Travail à faire —
A. Expliquez en une à trois phrases pourquoi le Canada a établi quatre piliers, d'après l'extrait sur Haïti.
B. Repérez chaque ligne des enregistrements qui contient la chaîne « beak », puis recopiez-la.

Extrait fourni —
--

Je garde espoir compte tenu de ce que j’ai vu jusqu’à maintenant. Les Haïtiens sont résilients. Ils le sont devenus après des années à gérer cette complexité en comptant sur leurs familles, et en reconnaissant l’importance de l’éducation et du savoir, de la religion, de la spiritualité collective et des réseaux communautaires. Nous avons maintenant l’occasion de travailler en partenariat avec eux, et nous devrons continuer de le faire jusqu’à ce que la situation soit réglée.
Le travail que nous accomplissons en ce moment tient compte des enseignements que chaque pays a tirés — parfois durement — de l’application de ses mesures d’aide en Haïti. C’est selon cette approche binaire que nous abordons certains contextes dans ce pays de même que le contrôle endémique, à long terme, exercé par les gangs et les élites politiques et économiques. Nous avons une vision pragmatique des choses. Voilà pourquoi nous avons mis au point une solution pluridimensionnelle. Nous ne pourrons rien résoudre si nous nous limitons à des moyens axés sur la sécurité, d’où les quatre piliers établis par le Canada. La situation est très complexe, mais j’étudie la question depuis 25 ans et j’ai beaucoup d’espoir. Il suffit de garder le cap.

--

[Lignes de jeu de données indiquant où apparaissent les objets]
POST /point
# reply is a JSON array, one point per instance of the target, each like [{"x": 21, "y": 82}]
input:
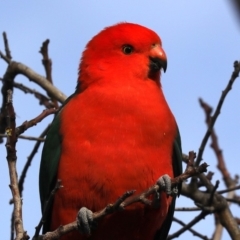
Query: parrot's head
[{"x": 122, "y": 53}]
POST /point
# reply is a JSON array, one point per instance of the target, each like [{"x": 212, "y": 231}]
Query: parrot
[{"x": 115, "y": 133}]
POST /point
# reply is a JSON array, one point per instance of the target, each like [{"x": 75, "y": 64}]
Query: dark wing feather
[
  {"x": 49, "y": 164},
  {"x": 177, "y": 169}
]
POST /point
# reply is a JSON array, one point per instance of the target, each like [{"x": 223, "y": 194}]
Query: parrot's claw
[
  {"x": 85, "y": 221},
  {"x": 166, "y": 184}
]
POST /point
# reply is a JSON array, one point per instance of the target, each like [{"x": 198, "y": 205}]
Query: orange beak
[{"x": 158, "y": 59}]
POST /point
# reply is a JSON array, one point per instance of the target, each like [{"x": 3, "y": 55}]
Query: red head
[{"x": 122, "y": 52}]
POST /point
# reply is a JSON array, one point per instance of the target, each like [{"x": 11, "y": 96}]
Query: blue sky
[{"x": 201, "y": 39}]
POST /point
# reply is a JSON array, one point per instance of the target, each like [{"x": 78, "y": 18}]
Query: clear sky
[{"x": 201, "y": 39}]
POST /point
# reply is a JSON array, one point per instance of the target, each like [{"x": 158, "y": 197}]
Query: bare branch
[
  {"x": 217, "y": 111},
  {"x": 11, "y": 158},
  {"x": 47, "y": 63},
  {"x": 195, "y": 233},
  {"x": 128, "y": 199}
]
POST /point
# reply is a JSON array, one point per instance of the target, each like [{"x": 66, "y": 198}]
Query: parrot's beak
[{"x": 158, "y": 59}]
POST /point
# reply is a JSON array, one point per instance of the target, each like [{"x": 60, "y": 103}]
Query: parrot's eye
[{"x": 127, "y": 49}]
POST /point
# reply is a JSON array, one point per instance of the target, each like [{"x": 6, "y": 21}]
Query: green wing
[
  {"x": 177, "y": 169},
  {"x": 49, "y": 164}
]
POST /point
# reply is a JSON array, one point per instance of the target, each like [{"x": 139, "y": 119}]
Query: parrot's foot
[
  {"x": 85, "y": 221},
  {"x": 165, "y": 183}
]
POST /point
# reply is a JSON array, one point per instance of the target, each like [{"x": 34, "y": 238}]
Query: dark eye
[{"x": 127, "y": 49}]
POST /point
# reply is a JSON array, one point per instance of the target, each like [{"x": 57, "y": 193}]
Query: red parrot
[{"x": 115, "y": 133}]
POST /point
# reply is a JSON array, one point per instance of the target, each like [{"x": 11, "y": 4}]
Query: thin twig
[
  {"x": 186, "y": 227},
  {"x": 25, "y": 137},
  {"x": 46, "y": 209},
  {"x": 47, "y": 63},
  {"x": 6, "y": 45},
  {"x": 11, "y": 158},
  {"x": 27, "y": 124},
  {"x": 217, "y": 111},
  {"x": 29, "y": 161},
  {"x": 195, "y": 233}
]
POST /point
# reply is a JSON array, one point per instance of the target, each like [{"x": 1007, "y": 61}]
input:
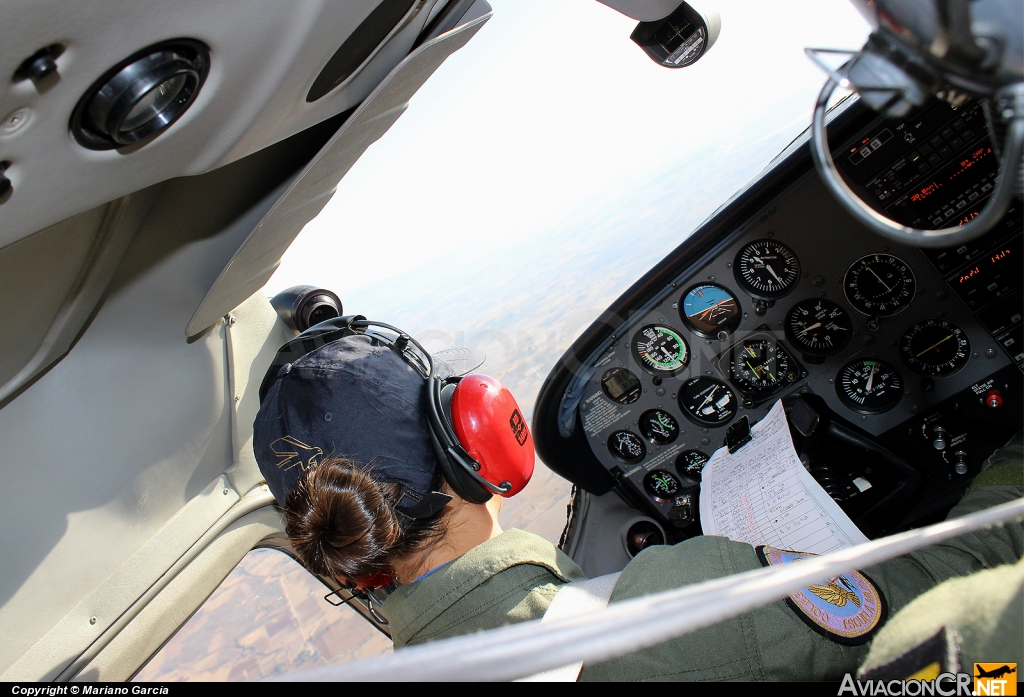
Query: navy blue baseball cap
[{"x": 355, "y": 398}]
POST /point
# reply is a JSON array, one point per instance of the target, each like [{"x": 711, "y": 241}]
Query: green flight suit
[{"x": 514, "y": 576}]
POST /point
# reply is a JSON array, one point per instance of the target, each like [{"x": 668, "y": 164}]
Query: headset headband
[{"x": 460, "y": 469}]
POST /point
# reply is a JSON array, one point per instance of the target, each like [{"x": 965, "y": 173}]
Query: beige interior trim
[
  {"x": 95, "y": 613},
  {"x": 155, "y": 623},
  {"x": 255, "y": 499}
]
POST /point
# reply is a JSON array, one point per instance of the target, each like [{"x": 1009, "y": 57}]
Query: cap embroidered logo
[{"x": 292, "y": 451}]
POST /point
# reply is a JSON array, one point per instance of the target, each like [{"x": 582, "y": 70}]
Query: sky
[{"x": 551, "y": 114}]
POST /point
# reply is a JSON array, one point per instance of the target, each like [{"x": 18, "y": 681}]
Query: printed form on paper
[{"x": 762, "y": 494}]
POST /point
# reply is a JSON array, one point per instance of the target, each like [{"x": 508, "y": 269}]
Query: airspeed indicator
[{"x": 660, "y": 350}]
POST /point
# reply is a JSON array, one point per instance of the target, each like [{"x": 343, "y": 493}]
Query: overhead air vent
[
  {"x": 359, "y": 46},
  {"x": 141, "y": 96}
]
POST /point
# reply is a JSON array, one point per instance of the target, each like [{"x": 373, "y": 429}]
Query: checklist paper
[{"x": 762, "y": 494}]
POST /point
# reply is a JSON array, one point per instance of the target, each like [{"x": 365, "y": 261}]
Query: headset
[{"x": 480, "y": 437}]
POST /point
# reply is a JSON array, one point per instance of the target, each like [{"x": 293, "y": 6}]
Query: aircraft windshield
[{"x": 536, "y": 176}]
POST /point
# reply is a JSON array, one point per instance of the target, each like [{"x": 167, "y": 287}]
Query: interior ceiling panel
[
  {"x": 264, "y": 56},
  {"x": 257, "y": 258}
]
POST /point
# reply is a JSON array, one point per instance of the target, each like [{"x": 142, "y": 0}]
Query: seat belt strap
[{"x": 578, "y": 598}]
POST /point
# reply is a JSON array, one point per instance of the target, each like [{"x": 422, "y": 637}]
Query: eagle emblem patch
[{"x": 847, "y": 609}]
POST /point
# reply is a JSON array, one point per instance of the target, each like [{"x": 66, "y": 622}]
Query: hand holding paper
[{"x": 762, "y": 494}]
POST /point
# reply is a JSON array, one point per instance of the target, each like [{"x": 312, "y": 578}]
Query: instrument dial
[
  {"x": 621, "y": 386},
  {"x": 690, "y": 464},
  {"x": 662, "y": 485},
  {"x": 869, "y": 386},
  {"x": 935, "y": 347},
  {"x": 767, "y": 269},
  {"x": 818, "y": 327},
  {"x": 658, "y": 427},
  {"x": 627, "y": 446},
  {"x": 708, "y": 401},
  {"x": 880, "y": 285},
  {"x": 709, "y": 309},
  {"x": 660, "y": 350},
  {"x": 760, "y": 365}
]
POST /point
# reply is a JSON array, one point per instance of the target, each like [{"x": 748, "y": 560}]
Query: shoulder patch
[{"x": 847, "y": 609}]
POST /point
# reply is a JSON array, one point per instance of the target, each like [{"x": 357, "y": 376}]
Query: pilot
[{"x": 344, "y": 441}]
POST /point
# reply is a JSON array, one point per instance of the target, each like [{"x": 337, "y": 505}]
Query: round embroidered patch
[{"x": 847, "y": 609}]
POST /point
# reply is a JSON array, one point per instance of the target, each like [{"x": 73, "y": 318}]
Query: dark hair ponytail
[{"x": 342, "y": 522}]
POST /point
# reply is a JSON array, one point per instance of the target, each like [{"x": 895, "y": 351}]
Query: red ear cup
[{"x": 492, "y": 429}]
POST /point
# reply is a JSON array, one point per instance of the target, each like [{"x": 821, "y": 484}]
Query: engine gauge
[
  {"x": 818, "y": 327},
  {"x": 869, "y": 386},
  {"x": 658, "y": 427},
  {"x": 708, "y": 401},
  {"x": 880, "y": 285},
  {"x": 935, "y": 348},
  {"x": 690, "y": 464},
  {"x": 621, "y": 386},
  {"x": 662, "y": 485},
  {"x": 627, "y": 446},
  {"x": 761, "y": 366},
  {"x": 767, "y": 269},
  {"x": 660, "y": 350}
]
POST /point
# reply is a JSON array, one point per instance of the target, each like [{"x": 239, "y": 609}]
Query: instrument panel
[{"x": 802, "y": 299}]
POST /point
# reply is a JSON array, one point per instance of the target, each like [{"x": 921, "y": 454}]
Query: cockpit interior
[{"x": 158, "y": 161}]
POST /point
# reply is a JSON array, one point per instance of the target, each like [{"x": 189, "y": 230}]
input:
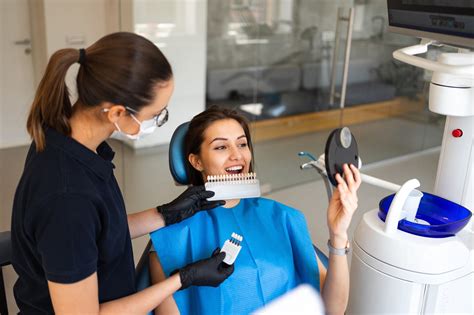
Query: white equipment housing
[{"x": 393, "y": 272}]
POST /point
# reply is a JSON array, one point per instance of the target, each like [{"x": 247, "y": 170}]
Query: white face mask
[{"x": 146, "y": 127}]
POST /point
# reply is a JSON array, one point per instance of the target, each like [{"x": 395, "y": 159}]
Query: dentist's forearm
[{"x": 144, "y": 222}]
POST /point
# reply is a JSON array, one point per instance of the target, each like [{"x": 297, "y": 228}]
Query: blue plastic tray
[{"x": 445, "y": 217}]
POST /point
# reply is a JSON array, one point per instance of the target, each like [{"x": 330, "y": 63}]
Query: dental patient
[{"x": 277, "y": 253}]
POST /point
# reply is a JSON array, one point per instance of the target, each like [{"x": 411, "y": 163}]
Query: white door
[{"x": 16, "y": 72}]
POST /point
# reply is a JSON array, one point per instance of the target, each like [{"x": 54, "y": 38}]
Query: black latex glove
[
  {"x": 187, "y": 204},
  {"x": 206, "y": 272}
]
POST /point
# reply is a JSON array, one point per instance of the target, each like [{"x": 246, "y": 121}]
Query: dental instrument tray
[
  {"x": 437, "y": 217},
  {"x": 341, "y": 148},
  {"x": 233, "y": 186}
]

--

Liste des réponses —
A. Le Canada a établi quatre piliers parce qu'on ne pourra rien résoudre si l'on se limite à des moyens axés sur la sécurité. Cette solution pluridimensionnelle découle d'une vision pragmatique des choses.

B.
Query: orange beak
Query: parrot's beak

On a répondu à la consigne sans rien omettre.